═══ TEXTE DE L'EXERCICE ═══

Niveaux de radiation du dôme : les scientifiques ne savent pas s’ils sont dangereux

Ken Buesseler, un radiochimiste de la marine qui prévoit d’échantillonner le sol près du dôme, a récemment déclaré que la préoccupation concernant les niveaux de rayonnement pourrait être exagérée. « Il y a du césium dans tout ce que vous mangez, du plutonium dans tout ce que vous mangez et buvez », a-t-il dit.

Selon lui, les résidents de l’atoll d’Enewetak devraient directement inhaler le plutonium qui a fui ou être exposés à de l’eau contaminée par une abrasion pour subir des conséquences néfastes pour la santé. Cependant, les scientifiques étudient toujours les effets de l’exposition aux rayonnements sur l’ensemble des îles.

« Vous ne pouvez ni le goûter, ni le sentir, ni le toucher », a déclaré Buesseler. « Alors c’est un peu comme une arme invisible qui nous veut du mal, et personne ne veut ça ».

Le Lawrence Livermore Laboratory, basé en Californie, a effectué des tests de surveillance des eaux souterraines à Enewetak et, au cours des dernières années, a installé un certain nombre de dispositifs de surveillance, mais aucune mesure n’a été prise pour renforcer le dôme. Selon les estimations, de tels travaux pourraient coûter des centaines de millions de dollars.

Le gouvernement des Îles Marshall aimerait (et c’est tout à fait justifié) que les États-Unis assument maintenant leur responsabilité. En 1986 cependant, le gouvernement américain avait déjà conclu un accord avec les Îles Marshall, acceptant que l’atoll prenne en charge la gestion de leurs déchets.

═══

CONSIGNE 1:
Traduisez en anglais cette phrase du texte sur le dôme : « Selon les estimations, de tels travaux pourraient coûter des centaines de millions de dollars. »
CONSIGNE 2:
Relevez tous les noms de lieux géographiques (pays, États, archipels, atolls) cités dans le texte sur le dôme.
CONSIGNE 3:
Reproduisez le passage du texte sur le dôme qui commence par « Selon lui, les » et se poursuit jusqu'à « millions de dollars. ».

═══ DONNÉES EXTRAITES ═══

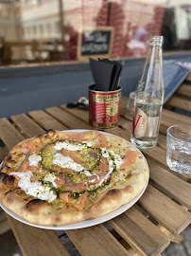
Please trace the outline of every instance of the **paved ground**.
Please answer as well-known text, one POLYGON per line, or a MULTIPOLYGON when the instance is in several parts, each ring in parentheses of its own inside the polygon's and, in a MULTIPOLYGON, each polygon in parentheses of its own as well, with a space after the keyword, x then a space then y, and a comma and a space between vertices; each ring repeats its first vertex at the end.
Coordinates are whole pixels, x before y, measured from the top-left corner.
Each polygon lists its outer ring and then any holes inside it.
MULTIPOLYGON (((190 58, 184 54, 165 59, 188 62, 190 58)), ((144 61, 126 61, 120 82, 124 95, 128 96, 136 87, 144 61)), ((88 97, 88 86, 93 82, 88 64, 0 70, 0 118, 60 105, 68 102, 68 99, 74 101, 81 96, 88 97)), ((12 231, 1 234, 2 229, 0 218, 0 256, 22 256, 12 231)), ((65 233, 58 235, 71 256, 79 255, 65 233)), ((191 226, 182 235, 182 243, 172 243, 163 256, 191 256, 191 226)))
MULTIPOLYGON (((165 56, 191 62, 191 54, 165 56)), ((138 83, 145 59, 126 60, 120 84, 129 96, 138 83)), ((60 105, 88 97, 94 83, 89 64, 0 69, 0 118, 60 105)))
MULTIPOLYGON (((80 256, 64 231, 57 231, 57 235, 71 256, 80 256)), ((191 256, 191 225, 184 229, 182 235, 183 236, 183 241, 180 244, 171 243, 162 253, 163 256, 191 256)), ((0 235, 0 255, 23 256, 11 230, 0 235)))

═══

VOTRE RÉPONSE 1:
According to estimates, such work could cost hundreds of millions of dollars.

VOTRE RÉPONSE 2:
- l'atoll d'Enewetak
- la Californie
- les Îles Marshall
- les États-Unis

VOTRE RÉPONSE 3:
Selon lui, les résidents de l’atoll d’Enewetak devraient directement inhaler le plutonium qui a fui ou être exposés à de l’eau contaminée par une abrasion pour subir des conséquences néfastes pour la santé. Cependant, les scientifiques étudient toujours les effets de l’exposition aux rayonnements sur l’ensemble des îles.

« Vous ne pouvez ni le goûter, ni le sentir, ni le toucher », a déclaré Buesseler. « Alors c’est un peu comme une arme invisible qui nous veut du mal, et personne ne veut ça ».

Le Lawrence Livermore Laboratory, basé en Californie, a effectué des tests de surveillance des eaux souterraines à Enewetak et, au cours des dernières années, a installé un certain nombre de dispositifs de surveillance, mais aucune mesure n’a été prise pour renforcer le dôme. Selon les estimations, de tels travaux pourraient coûter des centaines de millions de dollars.